Trecho para leitura:

+---+

Sem ter como trabalhar como 'verdureiro' nos pontos costumeiros, homem de muitos contatos, Zé Pequeno descobriu uma possibilidade comercial em um garimpo na Região de Peixoto de Azevedo (MT), local para onde levava verduras de Campo Grande para vender. Após um tempo trabalhando em Peixoto, não conseguiu muito dinheiro pois ele gastava com mulheres e cachaça. "Ele se envolvia muito com mulher e o dinheiro ia indo ", lembrou Cabral. Para solucionar o problema, Zé Pequeno encontrou outra possibilidade de lucro no local, mas uma atividade perigosa. "Ele montou um jogo do bicho em Peixoto, ao notar que não tinha... a região não era explorada, mas tinha dono, era do Arcanjo. Aí que ele escapou da morte", relembrou Cabral, que teve que ir morar com o pai por um tempo em Peixoto. 

O dono da área explorada por Zé por três anos era João Arcanjo Ribeiro, apontado pela Polícia Civil como o 'cabeça' de organizações criminosas que comandam o jogo do bicho em Mato Grosso. Ao saber que Zé Pequeno estava com atividade do jogo em Peixoto, Arcanjo teria mandado, segundo Cabral, capangas armados até o local para emitir em primeiro momento um aviso. "Mandou 6 capangas armados, foram lá, primeiro diz que era para varrer..., mas avisaram: ó, Zé Pequeno e bravo! Ele peitou os caras, mas os caras falaram: ó, seu Zé, tem que fechar, o homem lá manda... aí meu pai falou com os sócios dele e fecharam. Não tinha como peitar os caras", disse o filho Ao encerrar as atividades de jogatina no garimpo, Zé continuou vendendo verduras no local.

+---+

Complete o seguinte:
• A. Reproduza fielmente o trecho para leitura de "O dono da área" a "verduras no local.".
• B. Com base no trecho para leitura, explique em uma a três frases por que Zé Pequeno encerrou o jogo do bicho que havia montado em Peixoto.

Extrato dos dados:
+---+

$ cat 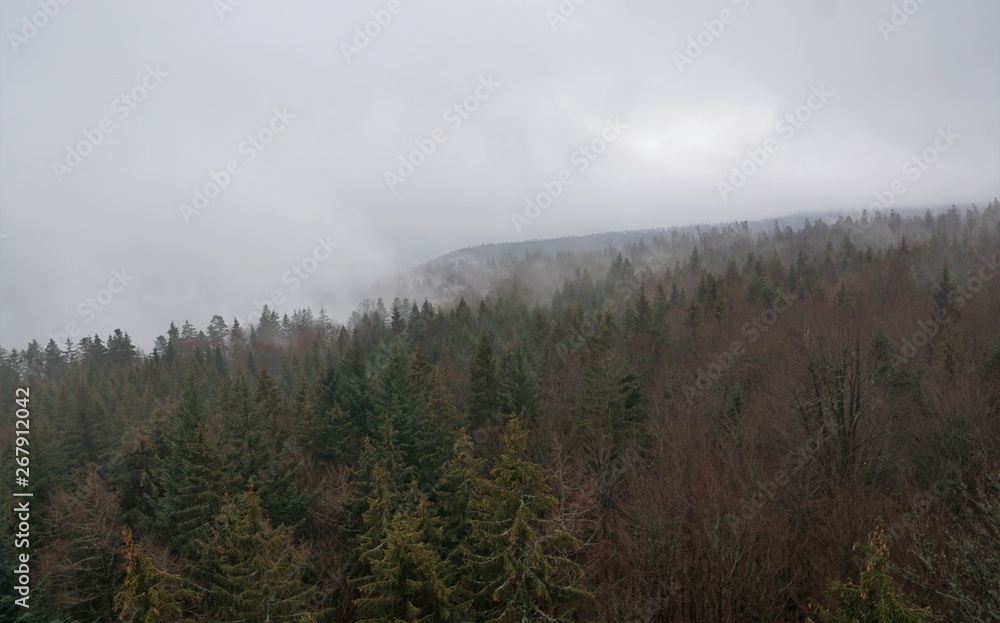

+---+

Respostas por tarefa:
• A.
O dono da área explorada por Zé por três anos era João Arcanjo Ribeiro, apontado pela Polícia Civil como o 'cabeça' de organizações criminosas que comandam o jogo do bicho em Mato Grosso. Ao saber que Zé Pequeno estava com atividade do jogo em Peixoto, Arcanjo teria mandado, segundo Cabral, capangas armados até o local para emitir em primeiro momento um aviso. "Mandou 6 capangas armados, foram lá, primeiro diz que era para varrer..., mas avisaram: ó, Zé Pequeno e bravo! Ele peitou os caras, mas os caras falaram: ó, seu Zé, tem que fechar, o homem lá manda... aí meu pai falou com os sócios dele e fecharam. Não tinha como peitar os caras", disse o filho Ao encerrar as atividades de jogatina no garimpo, Zé continuou vendendo verduras no local.

• B. Segundo Cabral, a área tinha dono, João Arcanjo Ribeiro, que mandou seis capangas armados a Peixoto para avisar que o jogo tinha de ser fechado. Zé Pequeno chegou a enfrentá-los. Depois conversou com os sócios e fechou o jogo, porque não havia como enfrentar os capangas.